Each line in the entries below that holds the word "hardwood" belongs in the answer.

● Dataset entries:
▬▬▬▬▬▬

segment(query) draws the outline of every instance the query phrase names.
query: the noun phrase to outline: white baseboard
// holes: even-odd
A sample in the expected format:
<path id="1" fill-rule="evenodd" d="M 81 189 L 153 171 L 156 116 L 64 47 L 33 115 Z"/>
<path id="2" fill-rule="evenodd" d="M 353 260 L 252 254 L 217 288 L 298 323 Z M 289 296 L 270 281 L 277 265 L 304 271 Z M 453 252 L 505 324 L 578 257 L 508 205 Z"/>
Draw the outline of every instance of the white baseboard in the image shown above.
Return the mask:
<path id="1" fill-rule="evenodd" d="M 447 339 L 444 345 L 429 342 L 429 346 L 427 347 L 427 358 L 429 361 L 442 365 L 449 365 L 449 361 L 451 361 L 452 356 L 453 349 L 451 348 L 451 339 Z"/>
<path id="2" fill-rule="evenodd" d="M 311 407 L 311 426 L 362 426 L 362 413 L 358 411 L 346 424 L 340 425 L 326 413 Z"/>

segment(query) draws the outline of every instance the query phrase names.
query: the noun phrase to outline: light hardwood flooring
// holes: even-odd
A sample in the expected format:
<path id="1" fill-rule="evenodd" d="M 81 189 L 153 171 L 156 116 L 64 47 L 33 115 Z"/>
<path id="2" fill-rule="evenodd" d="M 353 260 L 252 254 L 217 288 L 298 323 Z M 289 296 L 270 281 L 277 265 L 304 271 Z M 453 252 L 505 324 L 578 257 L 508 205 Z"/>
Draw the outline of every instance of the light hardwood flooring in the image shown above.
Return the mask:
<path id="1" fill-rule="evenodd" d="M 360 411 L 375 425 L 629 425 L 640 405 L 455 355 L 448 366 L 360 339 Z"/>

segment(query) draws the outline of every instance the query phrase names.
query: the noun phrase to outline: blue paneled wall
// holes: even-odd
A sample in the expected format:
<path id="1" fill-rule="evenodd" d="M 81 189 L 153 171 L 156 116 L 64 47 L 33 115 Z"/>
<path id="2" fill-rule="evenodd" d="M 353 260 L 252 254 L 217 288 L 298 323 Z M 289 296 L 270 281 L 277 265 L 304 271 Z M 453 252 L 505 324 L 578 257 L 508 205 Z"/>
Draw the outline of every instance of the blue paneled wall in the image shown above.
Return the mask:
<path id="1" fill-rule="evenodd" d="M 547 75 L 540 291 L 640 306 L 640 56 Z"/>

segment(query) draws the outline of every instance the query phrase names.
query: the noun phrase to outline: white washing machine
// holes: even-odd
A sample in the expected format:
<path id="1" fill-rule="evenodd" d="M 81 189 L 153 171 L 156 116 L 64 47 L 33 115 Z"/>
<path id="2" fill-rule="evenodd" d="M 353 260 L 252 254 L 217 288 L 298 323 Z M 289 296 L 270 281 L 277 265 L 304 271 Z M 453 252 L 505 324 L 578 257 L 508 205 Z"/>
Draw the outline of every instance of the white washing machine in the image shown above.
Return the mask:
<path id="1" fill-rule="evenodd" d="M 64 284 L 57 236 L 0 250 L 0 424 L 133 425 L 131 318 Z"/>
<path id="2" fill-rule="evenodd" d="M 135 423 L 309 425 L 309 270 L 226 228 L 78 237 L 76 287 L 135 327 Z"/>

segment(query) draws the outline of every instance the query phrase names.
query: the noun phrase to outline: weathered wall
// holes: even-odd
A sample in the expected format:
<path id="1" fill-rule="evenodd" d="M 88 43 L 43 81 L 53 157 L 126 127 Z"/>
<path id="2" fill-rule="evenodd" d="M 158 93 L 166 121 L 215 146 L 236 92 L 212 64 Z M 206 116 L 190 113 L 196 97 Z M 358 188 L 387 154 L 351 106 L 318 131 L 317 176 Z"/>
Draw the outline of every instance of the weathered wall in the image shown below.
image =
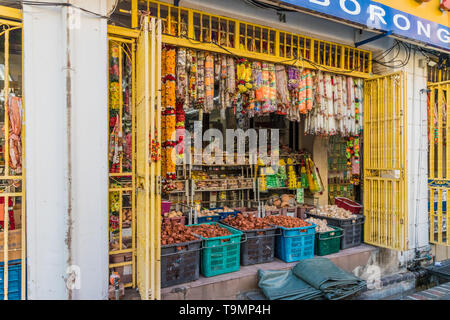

▬▬▬▬▬▬

● Result below:
query: the noun phrase to outline: light hardwood flooring
Draw the outline of every instance of the light hardwood flooring in the image shown above.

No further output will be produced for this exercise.